DATA SHOWN:
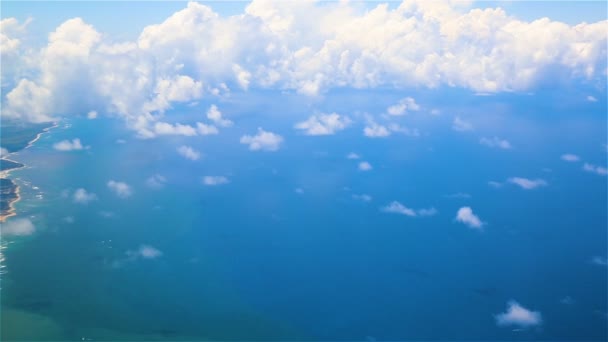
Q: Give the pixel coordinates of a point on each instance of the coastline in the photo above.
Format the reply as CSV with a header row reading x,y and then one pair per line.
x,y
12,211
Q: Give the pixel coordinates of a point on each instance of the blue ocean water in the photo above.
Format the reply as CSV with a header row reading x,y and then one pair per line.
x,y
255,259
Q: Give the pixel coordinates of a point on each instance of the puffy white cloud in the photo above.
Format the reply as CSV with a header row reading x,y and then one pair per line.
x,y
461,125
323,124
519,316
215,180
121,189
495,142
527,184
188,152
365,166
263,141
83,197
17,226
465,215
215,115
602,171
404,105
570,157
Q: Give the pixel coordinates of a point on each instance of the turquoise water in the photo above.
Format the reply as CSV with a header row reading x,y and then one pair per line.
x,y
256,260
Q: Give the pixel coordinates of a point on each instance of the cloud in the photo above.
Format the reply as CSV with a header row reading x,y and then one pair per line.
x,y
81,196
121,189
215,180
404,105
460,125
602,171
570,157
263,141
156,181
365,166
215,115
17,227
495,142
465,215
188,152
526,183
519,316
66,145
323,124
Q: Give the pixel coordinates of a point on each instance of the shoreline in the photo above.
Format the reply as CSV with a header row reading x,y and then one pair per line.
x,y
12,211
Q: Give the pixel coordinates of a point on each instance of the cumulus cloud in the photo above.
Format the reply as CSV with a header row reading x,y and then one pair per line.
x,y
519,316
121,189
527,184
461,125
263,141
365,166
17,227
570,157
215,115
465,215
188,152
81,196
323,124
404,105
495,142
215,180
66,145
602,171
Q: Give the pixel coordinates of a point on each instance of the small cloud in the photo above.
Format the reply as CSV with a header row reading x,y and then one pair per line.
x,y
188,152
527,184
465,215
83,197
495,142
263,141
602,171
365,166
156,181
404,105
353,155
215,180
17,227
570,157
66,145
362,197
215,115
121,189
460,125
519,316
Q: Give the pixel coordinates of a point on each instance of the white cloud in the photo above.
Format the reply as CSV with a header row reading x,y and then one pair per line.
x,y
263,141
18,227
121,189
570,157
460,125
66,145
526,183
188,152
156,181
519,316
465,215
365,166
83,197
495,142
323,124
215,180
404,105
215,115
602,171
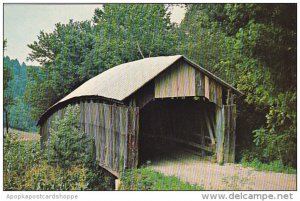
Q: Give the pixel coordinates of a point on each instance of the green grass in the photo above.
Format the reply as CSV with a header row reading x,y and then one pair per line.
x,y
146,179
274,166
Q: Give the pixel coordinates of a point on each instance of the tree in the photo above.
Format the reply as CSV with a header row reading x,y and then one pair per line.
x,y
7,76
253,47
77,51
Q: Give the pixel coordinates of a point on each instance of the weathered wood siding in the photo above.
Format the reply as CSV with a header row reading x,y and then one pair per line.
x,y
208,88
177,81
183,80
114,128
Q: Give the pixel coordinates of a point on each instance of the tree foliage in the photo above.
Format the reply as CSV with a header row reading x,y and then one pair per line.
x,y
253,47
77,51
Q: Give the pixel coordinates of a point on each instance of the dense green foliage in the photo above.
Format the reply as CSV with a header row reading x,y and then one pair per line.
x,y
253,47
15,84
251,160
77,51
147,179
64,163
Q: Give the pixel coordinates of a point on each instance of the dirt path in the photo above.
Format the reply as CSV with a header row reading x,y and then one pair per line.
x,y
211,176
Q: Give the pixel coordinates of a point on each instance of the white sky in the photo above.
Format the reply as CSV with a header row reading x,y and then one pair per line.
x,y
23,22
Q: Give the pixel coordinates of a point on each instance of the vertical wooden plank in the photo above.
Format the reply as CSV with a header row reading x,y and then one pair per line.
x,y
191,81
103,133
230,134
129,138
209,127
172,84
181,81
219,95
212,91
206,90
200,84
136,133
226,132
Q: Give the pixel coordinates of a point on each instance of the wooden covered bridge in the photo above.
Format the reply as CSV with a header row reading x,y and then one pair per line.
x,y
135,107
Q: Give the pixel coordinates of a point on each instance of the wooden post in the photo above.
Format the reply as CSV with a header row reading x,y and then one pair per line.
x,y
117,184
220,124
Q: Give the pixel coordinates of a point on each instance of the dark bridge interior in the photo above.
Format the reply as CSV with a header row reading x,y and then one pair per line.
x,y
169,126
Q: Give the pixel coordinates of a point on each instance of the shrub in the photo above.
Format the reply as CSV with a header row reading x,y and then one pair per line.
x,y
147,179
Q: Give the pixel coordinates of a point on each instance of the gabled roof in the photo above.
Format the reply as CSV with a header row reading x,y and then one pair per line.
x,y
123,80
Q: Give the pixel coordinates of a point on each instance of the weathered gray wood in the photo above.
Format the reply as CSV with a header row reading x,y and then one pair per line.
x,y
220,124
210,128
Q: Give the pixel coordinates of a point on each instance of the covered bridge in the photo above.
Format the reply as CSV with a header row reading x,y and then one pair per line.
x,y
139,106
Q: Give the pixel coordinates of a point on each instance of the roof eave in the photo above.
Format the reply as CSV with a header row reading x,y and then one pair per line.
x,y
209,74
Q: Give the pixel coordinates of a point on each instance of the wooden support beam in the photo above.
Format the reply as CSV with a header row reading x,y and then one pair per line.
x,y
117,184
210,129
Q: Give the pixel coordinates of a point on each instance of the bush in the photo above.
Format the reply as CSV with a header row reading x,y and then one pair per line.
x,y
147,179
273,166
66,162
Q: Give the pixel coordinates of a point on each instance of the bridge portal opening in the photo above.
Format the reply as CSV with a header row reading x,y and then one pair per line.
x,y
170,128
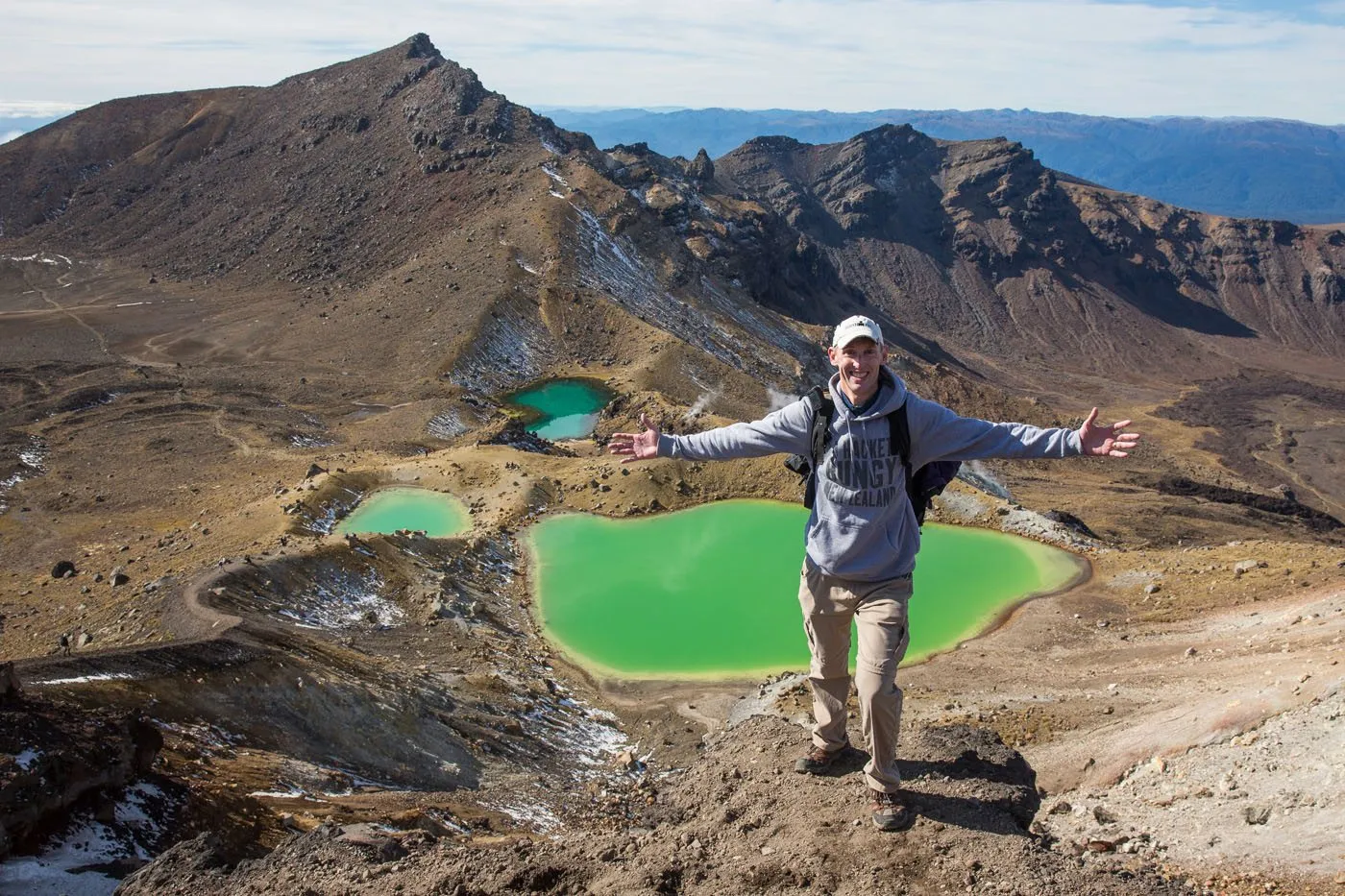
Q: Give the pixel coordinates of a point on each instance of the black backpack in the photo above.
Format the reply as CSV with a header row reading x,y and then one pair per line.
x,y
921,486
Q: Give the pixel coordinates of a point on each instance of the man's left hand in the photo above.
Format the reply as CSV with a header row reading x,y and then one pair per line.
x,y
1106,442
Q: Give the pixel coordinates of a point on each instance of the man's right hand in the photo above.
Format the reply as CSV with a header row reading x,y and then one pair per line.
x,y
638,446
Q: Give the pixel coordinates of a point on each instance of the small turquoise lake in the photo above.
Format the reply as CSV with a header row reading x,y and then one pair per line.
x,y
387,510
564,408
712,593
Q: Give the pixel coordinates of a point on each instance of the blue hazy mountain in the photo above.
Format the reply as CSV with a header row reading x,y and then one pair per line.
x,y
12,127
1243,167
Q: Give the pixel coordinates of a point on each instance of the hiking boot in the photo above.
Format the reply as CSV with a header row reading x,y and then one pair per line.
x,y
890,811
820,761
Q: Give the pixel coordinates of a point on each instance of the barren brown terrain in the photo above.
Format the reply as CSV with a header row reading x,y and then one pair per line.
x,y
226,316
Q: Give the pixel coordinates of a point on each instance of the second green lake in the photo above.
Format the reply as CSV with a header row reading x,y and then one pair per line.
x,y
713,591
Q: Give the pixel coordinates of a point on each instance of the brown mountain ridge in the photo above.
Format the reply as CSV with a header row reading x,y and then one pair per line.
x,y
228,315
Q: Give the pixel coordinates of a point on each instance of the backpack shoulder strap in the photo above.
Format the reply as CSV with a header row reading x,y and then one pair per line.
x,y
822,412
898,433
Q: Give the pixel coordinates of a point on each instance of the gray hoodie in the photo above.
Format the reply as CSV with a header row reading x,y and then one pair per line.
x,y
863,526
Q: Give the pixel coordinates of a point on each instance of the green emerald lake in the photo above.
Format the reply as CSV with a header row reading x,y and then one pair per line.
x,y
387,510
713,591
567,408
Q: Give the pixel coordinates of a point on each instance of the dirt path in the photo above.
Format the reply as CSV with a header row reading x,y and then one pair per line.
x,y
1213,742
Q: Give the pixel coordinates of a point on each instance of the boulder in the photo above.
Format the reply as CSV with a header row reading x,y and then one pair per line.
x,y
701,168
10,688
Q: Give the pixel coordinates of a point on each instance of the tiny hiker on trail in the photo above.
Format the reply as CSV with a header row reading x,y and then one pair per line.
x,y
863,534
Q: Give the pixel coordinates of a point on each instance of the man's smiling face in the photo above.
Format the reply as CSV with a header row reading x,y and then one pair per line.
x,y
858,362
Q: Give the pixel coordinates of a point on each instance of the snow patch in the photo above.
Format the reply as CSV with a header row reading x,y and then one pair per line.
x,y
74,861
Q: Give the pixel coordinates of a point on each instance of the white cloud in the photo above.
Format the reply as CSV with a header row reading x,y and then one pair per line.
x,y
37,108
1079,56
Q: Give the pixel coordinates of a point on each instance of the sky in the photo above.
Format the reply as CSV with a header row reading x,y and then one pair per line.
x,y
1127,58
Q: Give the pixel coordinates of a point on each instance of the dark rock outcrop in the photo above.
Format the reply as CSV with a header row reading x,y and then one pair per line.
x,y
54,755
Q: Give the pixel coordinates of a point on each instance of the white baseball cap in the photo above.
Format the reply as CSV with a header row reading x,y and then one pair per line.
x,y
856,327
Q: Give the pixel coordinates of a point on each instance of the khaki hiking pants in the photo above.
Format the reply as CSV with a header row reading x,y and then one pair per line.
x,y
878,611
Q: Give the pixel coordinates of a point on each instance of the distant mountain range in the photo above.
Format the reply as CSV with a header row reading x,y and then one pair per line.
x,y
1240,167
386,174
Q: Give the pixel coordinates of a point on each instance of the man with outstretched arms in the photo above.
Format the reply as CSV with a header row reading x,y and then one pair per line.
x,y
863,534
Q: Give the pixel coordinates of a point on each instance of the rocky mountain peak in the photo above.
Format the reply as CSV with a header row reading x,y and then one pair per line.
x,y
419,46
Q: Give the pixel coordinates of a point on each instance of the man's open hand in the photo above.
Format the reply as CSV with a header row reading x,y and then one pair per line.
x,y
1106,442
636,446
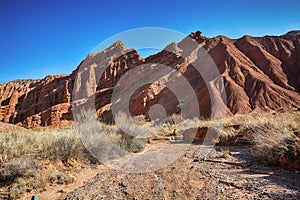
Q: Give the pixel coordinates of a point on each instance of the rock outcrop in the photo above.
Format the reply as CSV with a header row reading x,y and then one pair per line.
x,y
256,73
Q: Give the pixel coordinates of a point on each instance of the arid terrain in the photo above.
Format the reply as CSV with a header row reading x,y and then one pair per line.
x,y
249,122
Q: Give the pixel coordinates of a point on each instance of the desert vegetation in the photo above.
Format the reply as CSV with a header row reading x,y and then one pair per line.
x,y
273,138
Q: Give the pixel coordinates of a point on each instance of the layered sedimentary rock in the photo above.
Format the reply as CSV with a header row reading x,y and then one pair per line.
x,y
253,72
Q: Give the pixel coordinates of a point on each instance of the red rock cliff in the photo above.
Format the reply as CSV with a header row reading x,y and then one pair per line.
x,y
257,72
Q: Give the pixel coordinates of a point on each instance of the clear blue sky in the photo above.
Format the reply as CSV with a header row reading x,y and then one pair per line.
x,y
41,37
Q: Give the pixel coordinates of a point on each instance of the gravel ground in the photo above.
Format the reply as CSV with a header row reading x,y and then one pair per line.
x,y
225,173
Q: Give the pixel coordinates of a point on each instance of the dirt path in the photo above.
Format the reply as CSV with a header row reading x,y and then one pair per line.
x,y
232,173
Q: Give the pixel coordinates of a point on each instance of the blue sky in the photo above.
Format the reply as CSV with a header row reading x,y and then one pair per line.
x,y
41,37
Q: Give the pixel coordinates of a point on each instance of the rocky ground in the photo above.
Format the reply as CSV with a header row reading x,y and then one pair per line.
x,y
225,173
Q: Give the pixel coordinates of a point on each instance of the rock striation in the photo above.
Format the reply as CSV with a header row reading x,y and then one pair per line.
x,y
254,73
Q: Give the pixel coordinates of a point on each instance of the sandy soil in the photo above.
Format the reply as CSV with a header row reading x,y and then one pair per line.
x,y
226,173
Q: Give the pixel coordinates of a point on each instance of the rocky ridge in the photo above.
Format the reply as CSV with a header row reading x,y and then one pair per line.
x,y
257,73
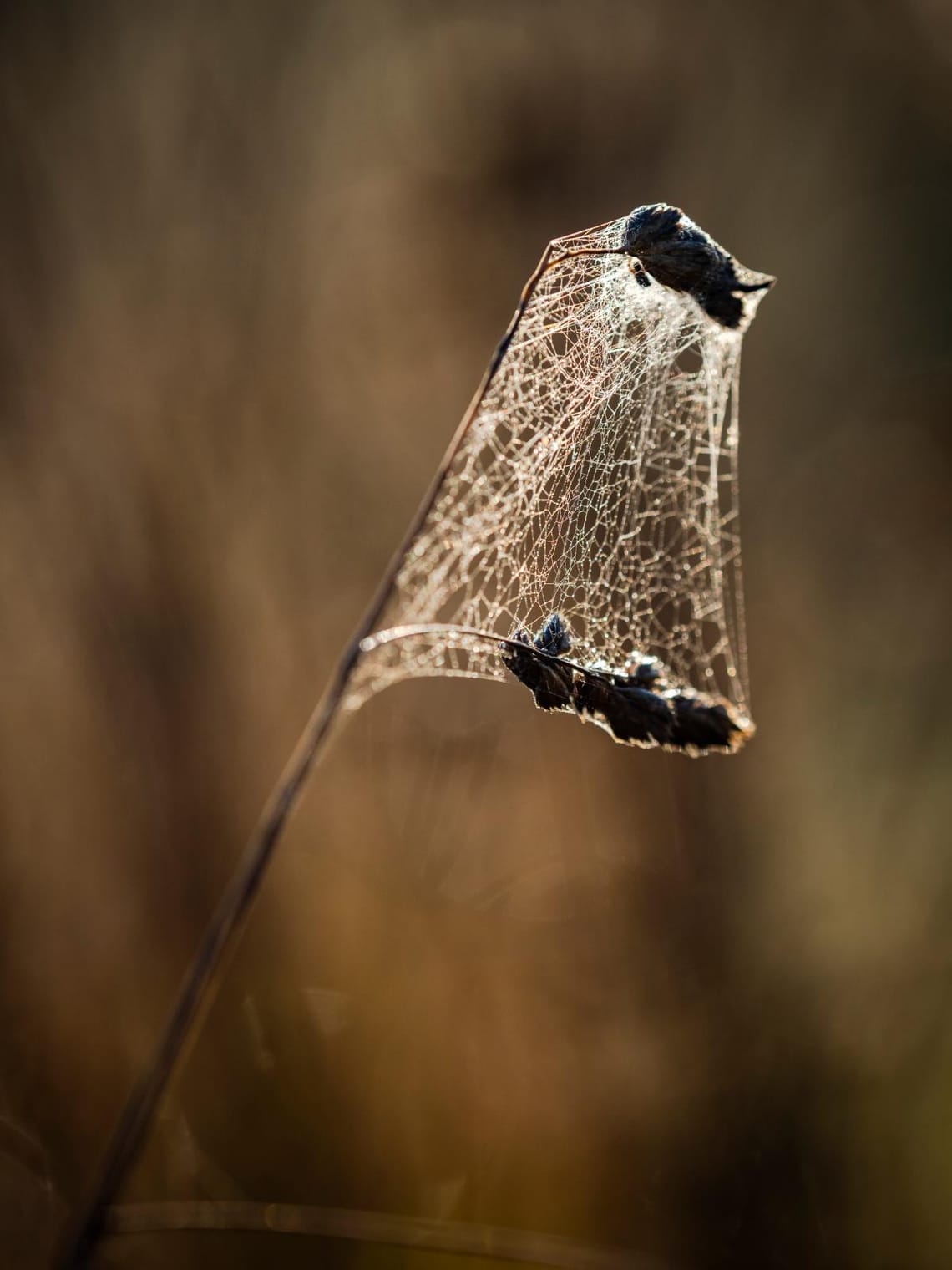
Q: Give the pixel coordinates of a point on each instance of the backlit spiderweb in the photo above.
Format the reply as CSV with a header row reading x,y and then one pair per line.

YOUR GOAL: Output only these lines, word for word: the line containing "the blue sky in the photo above." and every line after it through the last line of the data. Omit the pictures.

WRITTEN RESPONSE:
Q: Give the pixel coordinates of a point on each instance of the blue sky in the photo above.
Format the reply as CSV with a header row reading x,y and then one pair per line.
x,y
41,37
Q: Give the pixel coordinates of a point on each instance of the rocky ground in the photo above.
Format the reply as CSV with a header row reading x,y and then one pair per line.
x,y
225,173
Q: Give the pixel coordinates of a point on each instance of the rock striation in the photo above.
Format the reply as CSV with a header row reading x,y and then one pair per line.
x,y
254,73
Q: Give the pixel coordinates of a point on each instance of the sandy soil in the photo above.
Format the reply as CSV with a header row reading x,y and then one pair per line.
x,y
226,173
Q: Give the pixel coordinates of a point on each instance of the rocky ridge in the photo above.
Format the reply as CSV with a header row reading x,y and then one pair per line.
x,y
257,73
Q: Give the pixel coordinates of a point on each instance of the backlit spiderweb in the photo above.
Format the reply as CSV with a header row reading x,y and then one pair per line.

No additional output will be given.